#### Exercise:
Copy the lines below, swapping "Sample output" for "Example output" everywhere it appears and leaving the rest unchanged.

#### Records provided:
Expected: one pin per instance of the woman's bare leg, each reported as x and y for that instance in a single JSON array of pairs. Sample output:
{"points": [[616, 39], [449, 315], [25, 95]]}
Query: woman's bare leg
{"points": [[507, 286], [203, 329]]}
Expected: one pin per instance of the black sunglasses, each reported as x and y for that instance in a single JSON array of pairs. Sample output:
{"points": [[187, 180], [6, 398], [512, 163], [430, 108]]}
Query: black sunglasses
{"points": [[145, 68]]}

#### Solution to the exercise:
Expected: one pin per instance of the woman's bare leg, each reported as x and y for that instance in a single JSON array of pairs. Example output:
{"points": [[616, 39], [449, 315], [25, 95]]}
Query: woman's bare leg
{"points": [[507, 286], [203, 329]]}
Expected: one pin per instance of the black sunglasses, each reported as x and y for that instance in a single JSON array of pairs. Example output:
{"points": [[187, 180], [6, 398], [512, 163], [430, 108]]}
Query: black sunglasses
{"points": [[145, 68]]}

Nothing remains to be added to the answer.